═══ Data provided
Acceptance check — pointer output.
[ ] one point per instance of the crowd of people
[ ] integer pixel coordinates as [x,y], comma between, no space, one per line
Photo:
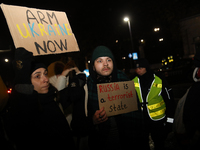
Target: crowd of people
[57,106]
══════
— Exercise brief —
Please repeat the listing above word for word, with the pictures removed.

— Output for this exercise —
Acceptance check — pointer output.
[ ] one point per instance of the crowd of people
[ ] integer pixel coordinates as [x,y], comma between, no space, one per line
Photo:
Target: crowd of people
[57,106]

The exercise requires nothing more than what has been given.